§ Challenge 1
Extract every line in the rows below that contains the string "megaphone".

§ Selected extract

——

I read But What If We’re Wrong? Thinking About the Past as if it Were the Present, which I discovered on an SD thread earlier this year (link here). I very much enjoyed this book because it was a nice change of pace from the sanctimonious scientific tone that can be present in a lot of modern day books. I feel like there’s a tendency nowadays to proclaim anything backed by science or credible data as unshakeable fact, and anything where we still have a lot to learn about the subject as nonsense. I don’t think it’s en vogue to admit that there’s a lot we still don’t know, even though it’s true, and it was refreshing to see someone so openly admit that there’s lots we don’t know, and to flex his creative muscles and muse about the possibilities.
I read The Legacy by Katherine Webb, which is a dual timeline mystery. I liked it, but honestly, I think it’s because I’m such a sucker for anything dual timeline. It wasn’t the most well-written of that genre.

——

Excerpt from a dataset:

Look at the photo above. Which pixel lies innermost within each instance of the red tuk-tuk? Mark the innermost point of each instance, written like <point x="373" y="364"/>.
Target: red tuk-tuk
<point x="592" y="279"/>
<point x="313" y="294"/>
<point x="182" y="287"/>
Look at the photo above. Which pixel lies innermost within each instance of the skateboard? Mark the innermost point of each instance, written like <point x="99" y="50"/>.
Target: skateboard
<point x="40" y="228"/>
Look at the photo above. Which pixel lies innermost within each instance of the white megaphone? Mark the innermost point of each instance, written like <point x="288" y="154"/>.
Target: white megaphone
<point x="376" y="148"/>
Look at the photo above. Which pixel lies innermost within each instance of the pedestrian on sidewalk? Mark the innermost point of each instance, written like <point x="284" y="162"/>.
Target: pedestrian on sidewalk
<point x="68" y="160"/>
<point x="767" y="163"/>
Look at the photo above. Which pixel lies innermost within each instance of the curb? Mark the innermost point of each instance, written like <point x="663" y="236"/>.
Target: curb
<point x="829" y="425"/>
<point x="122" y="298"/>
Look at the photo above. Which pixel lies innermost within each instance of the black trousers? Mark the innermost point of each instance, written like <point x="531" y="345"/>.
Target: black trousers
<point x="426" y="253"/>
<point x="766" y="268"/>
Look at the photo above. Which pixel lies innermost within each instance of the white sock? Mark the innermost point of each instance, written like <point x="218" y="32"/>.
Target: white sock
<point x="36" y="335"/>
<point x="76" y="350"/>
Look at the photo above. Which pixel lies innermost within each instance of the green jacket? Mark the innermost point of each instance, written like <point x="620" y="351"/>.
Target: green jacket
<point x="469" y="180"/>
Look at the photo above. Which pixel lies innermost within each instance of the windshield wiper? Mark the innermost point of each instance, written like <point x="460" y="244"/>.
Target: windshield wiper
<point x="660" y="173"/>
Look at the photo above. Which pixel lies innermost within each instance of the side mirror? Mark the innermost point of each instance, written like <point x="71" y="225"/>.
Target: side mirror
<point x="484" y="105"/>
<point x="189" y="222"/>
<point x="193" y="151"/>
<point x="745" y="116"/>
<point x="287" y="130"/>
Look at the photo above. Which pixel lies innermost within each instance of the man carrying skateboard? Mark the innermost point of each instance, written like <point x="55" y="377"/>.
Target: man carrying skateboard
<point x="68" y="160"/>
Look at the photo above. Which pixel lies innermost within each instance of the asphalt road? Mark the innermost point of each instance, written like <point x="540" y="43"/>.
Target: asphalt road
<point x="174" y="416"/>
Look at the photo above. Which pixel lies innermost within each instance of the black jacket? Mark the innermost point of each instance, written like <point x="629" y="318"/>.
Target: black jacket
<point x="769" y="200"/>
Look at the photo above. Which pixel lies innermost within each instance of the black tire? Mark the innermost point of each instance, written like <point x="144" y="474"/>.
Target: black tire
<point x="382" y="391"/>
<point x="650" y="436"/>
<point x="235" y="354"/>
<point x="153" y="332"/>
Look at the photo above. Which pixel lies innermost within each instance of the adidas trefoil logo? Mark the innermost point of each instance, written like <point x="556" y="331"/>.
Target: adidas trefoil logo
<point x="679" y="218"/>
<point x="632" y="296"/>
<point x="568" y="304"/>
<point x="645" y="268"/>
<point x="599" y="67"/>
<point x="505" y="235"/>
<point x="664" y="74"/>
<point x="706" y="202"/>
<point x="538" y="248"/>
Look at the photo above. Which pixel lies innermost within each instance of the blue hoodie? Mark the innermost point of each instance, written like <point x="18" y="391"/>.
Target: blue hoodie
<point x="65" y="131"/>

——

§ Challenge 2
Write the next part of the book reviews above, picking up right after their final sentence.

§ Exercise response 1
Look at the photo above. Which pixel lies innermost within each instance of the white megaphone? Mark the innermost point of each instance, written like <point x="288" y="154"/>.
Target: white megaphone

§ Exercise response 2
Finally, I read Sleep Paralysis, and I’m still trying to make up my mind exactly how I felt about it. Some things about the book annoyed me. For instance, the author seemed overly prone to relating the book to his own personal experiences with sleep paralysis, which annoyed me when I didn’t share those experiences. A third of the book is devoted to seeing, like, spirits or evil beings when you’re in sleep paralysis, even though only 20% of people who experience SP see that, so I thought that was weird. I also think he spent excessive time talking about the myths and legends surrounding the phenomenon. On the other hand, it was the most in-depth piece of writing I have found on sleep paralysis, which I appreciate. So I guess I would sum it up by saying that while I didn’t particularly like the book, I don’t regret reading it, either.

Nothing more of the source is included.